═════ Text shown ═════

Kaiser Permanente Medical School Associate Professor Files Discrimination Lawsuit
LOS ANGELES, Aug. 30, 2022 /PRNewswire/ -- On Monday, August 22, Dr. Derrick Morton filed a lawsuit in Los Angeles against Kaiser Permanente School of Medicine (KPSOM) for creating a hostile work environment for black doctors, faculty, staff and students at the medical school and for abandoning its stated values of equity and inclusion in medicine and medical education after recruiting black doctors and academics from across the country to teach at KPSOM on the basis of that stated mission.
Dr. Morton's suit follows Dr. Aysha Khoury's lawsuit against KPSOM for race and gender discrimination and harassment, as well as the departure of most of the other Black faculty and senior leadership present in the School's opening year.
The Kaiser Permanente J. Bernard Tyson School of Medicine ("KPSOM") lures the best and the brightest Black doctors and scientists from across the nation to join the KPSOM faculty with the false promise that they will be afforded unique opportunities for Diversity, Equity, and Inclusion ("DEI") leadership, academic freedom, and faculty partnership status in building an institution committed to ending the legacies of inequality in medical education and patient care. Black doctors and scientists at the height of their professional power make tremendous personal and professional sacrifices based on KPSOM's with the alleged false promise.
Derrick Morton, Ph.D., is a Black biologist and former KPSOM Assistant Professor recruited by KPSOM at the beginning of a thriving career in Atlanta. Dr. Morton was traumatized by KPSOM's alleged pervasive hostility against Black professionals and medical students. Dr. Morton was personally downleveled and suffered retaliation from KPSOM supervisors for being Black. Dr.Morton witnessed supervisors ostracize, isolate, and fire Dr. Aysha Khoury because she is Black. He witnessed White supervisors demote, isolate, and constructively discharge the DEI Associate Dean because he is Black. Dr. Morton witnessed and experienced anti-Black animus at KPSOM that was so pervasive and chilling that he and his Black colleagues could not associate with each other or with Black students for fear of being blacklisted, according to the complaint.
KPSOM, while exploiting Dr. Morton's talent, reputation and diversity and inclusion credentials, has subjected Dr. Morton to racial trauma arising from discriminatory employment decisions and a workplace culture that disrespects, undermines, disproportion disciplines and ousts African American faculty on the basis of race, according to the complaint.

═════ Extracted records ═════

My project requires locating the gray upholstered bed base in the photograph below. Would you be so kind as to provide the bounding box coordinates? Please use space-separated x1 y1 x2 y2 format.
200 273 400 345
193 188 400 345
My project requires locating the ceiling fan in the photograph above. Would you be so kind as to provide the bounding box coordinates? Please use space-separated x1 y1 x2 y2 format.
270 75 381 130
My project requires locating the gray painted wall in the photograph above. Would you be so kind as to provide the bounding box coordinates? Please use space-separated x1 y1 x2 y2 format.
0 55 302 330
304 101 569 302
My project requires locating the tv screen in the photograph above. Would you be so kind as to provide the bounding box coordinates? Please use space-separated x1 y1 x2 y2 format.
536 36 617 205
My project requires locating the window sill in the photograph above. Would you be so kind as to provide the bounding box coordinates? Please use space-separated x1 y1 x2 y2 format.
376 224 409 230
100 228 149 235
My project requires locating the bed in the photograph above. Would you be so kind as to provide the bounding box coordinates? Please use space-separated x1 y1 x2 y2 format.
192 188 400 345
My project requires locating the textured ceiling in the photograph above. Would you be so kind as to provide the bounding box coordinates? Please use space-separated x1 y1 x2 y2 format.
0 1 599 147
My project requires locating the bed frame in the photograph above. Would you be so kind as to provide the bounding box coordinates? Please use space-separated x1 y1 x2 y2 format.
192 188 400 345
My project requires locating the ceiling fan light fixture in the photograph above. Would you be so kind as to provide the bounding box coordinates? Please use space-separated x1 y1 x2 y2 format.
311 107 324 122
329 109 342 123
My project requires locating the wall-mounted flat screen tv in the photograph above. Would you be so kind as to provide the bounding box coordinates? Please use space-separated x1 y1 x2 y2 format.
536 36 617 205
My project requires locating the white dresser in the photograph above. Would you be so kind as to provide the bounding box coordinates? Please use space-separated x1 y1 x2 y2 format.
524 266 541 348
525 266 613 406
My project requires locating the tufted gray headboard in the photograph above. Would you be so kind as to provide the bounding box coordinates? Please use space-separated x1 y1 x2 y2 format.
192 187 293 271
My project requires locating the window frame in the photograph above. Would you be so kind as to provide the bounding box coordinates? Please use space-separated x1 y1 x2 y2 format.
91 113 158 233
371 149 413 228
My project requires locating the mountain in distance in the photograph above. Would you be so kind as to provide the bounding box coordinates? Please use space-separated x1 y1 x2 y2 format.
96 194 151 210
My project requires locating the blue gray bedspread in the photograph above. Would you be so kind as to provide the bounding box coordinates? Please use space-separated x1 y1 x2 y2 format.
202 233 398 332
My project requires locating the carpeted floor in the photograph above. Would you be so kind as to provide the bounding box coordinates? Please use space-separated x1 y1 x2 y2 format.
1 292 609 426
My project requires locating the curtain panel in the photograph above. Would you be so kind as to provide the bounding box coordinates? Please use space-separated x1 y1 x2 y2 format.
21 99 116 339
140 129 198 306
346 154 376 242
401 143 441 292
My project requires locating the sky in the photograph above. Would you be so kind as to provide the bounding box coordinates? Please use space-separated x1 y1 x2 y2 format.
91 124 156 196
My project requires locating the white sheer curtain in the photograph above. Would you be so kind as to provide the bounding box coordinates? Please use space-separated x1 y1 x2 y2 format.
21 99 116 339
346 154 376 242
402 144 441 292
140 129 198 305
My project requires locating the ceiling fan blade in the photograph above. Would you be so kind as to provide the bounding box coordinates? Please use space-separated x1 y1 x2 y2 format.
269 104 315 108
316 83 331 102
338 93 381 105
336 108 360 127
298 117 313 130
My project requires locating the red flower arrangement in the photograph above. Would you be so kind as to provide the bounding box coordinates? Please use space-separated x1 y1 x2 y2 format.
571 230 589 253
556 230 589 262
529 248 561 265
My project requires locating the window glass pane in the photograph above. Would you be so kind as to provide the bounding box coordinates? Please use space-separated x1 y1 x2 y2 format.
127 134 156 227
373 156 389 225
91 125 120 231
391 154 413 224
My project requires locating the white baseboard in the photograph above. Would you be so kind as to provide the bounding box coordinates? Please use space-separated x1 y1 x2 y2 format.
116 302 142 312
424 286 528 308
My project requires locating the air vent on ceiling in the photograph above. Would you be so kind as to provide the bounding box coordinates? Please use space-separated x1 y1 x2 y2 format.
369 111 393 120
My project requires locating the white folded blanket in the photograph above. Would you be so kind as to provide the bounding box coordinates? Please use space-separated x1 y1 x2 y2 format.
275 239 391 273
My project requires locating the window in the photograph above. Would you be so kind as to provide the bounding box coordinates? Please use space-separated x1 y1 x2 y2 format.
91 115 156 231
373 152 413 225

═════
═════ Extracted records ═════

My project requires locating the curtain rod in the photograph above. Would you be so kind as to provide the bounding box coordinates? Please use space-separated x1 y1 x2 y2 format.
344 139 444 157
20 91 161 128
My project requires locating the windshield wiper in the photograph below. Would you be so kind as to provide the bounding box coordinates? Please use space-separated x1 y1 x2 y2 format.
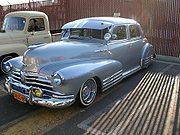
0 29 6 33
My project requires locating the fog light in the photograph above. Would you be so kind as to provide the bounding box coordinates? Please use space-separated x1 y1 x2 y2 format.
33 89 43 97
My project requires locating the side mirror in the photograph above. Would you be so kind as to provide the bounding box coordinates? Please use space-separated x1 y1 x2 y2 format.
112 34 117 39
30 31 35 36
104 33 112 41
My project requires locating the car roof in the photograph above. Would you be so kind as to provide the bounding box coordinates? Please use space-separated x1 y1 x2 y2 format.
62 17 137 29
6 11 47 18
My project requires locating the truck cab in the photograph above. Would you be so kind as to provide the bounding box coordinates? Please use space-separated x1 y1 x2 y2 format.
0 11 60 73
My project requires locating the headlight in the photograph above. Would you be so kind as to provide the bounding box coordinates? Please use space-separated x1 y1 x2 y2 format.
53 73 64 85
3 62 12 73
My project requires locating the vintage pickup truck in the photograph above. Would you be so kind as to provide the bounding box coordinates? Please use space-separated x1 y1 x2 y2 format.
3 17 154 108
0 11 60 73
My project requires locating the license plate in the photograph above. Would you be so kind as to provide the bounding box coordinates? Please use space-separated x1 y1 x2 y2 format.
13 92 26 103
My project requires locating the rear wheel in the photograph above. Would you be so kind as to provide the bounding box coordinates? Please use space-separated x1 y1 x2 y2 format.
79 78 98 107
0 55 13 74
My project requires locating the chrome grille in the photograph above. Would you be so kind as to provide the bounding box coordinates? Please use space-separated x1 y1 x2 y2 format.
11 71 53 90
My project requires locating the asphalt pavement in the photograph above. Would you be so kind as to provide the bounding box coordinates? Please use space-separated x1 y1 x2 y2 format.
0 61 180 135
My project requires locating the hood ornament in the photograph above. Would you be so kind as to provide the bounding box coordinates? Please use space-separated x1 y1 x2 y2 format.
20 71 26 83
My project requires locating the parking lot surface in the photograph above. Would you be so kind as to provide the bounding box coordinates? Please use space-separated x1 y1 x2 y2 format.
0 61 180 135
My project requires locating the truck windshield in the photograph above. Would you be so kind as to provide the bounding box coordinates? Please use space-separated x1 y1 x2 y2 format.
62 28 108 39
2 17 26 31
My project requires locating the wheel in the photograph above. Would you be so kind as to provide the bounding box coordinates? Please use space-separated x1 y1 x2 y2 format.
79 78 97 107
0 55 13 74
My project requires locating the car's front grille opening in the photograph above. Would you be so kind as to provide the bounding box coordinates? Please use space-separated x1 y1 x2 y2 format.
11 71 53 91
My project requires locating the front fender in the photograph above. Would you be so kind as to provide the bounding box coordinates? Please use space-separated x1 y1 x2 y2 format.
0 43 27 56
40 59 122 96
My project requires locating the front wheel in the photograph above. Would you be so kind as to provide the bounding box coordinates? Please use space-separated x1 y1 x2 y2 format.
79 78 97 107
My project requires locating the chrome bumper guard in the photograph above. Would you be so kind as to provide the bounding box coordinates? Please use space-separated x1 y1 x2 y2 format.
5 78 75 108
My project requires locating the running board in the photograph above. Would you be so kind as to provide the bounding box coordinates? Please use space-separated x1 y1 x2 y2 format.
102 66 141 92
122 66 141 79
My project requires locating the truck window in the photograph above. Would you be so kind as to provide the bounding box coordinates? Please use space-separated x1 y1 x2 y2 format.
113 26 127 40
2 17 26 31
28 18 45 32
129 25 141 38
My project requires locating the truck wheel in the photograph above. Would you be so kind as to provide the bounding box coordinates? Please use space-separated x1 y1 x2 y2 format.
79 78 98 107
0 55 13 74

═════

> [Tasks to perform]
1. In the news release about Dr. Morton's lawsuit, on what day did he file suit against the medical school?
2. Go on with the news release about Dr. Morton's discrimination lawsuit from the point where it stops.
The material has no connection to the text.

> [List of answers]
1. Monday, August 22.

2.
In medicine, the racial empathy gap manifests distinctly for Black patients, leading to uniquely perverse outcomes. Half of White medical trainees and a quarter of practicing physicians wrongly believe Black people have thicker skin or less sensitive nerve endings than White people. Consequently, Black patients are much less likely to be given pain medication for severe pain than white patients. If you're a child having abdominal pain because of appendicitis, the chances of obtaining adequate pain medication goes down by 80% if you are Black compared to if you're White. Pervasive racism in health care has caused a Black Women's Health Crisis. Black women are four times more likely than white women to die of child-birth related illnesses and black newborns are three times more likely to die if they are delivered by a white physicians. If you're a Black woman, who has reached the heights of education and is comfortable socioeconomically you have a higher chance of dying in pregnancy and delivery, and your baby has a higher chance of dying in pregnancy and delivery than anyone else, including any woman of any other race who has not finished high school.
These jarring disparities highlight the need for greater diversity in medicine- a field where only five percent of physicians are black, representing a rise of only 2% since 1910. A wealth of research data exists supporting the positive link between access to Black health professionals and the quality of care and health outcomes for Black patients.
Plaintiff's attorney Lisa Holder contends, "KPSOM's pattern of undervaluing and discarding black academics and physician educators is uniquely disturbing when placed in this systemic context."
Plaintiff's attorney Nathan M. Smith, partner at Brown, Neri, Smith & Khan LLP, stated, "this incident not only violates KPSOM's stated mission of equity in medicine, it also violates California public policy guidelines for bias elimination in medical training."
Drs. Morton and Khoury are among the expanding group of black doctors whose stories have spawned a movement that centers black physicians in the struggle for race-gender equality. On Friday morning August 26, 2022, doctors and medical students marched to KPSOM to protest the marginalization of black physicians, academics, and medical students as part of the kickoff campaign for #BLACKDOCSBELONG.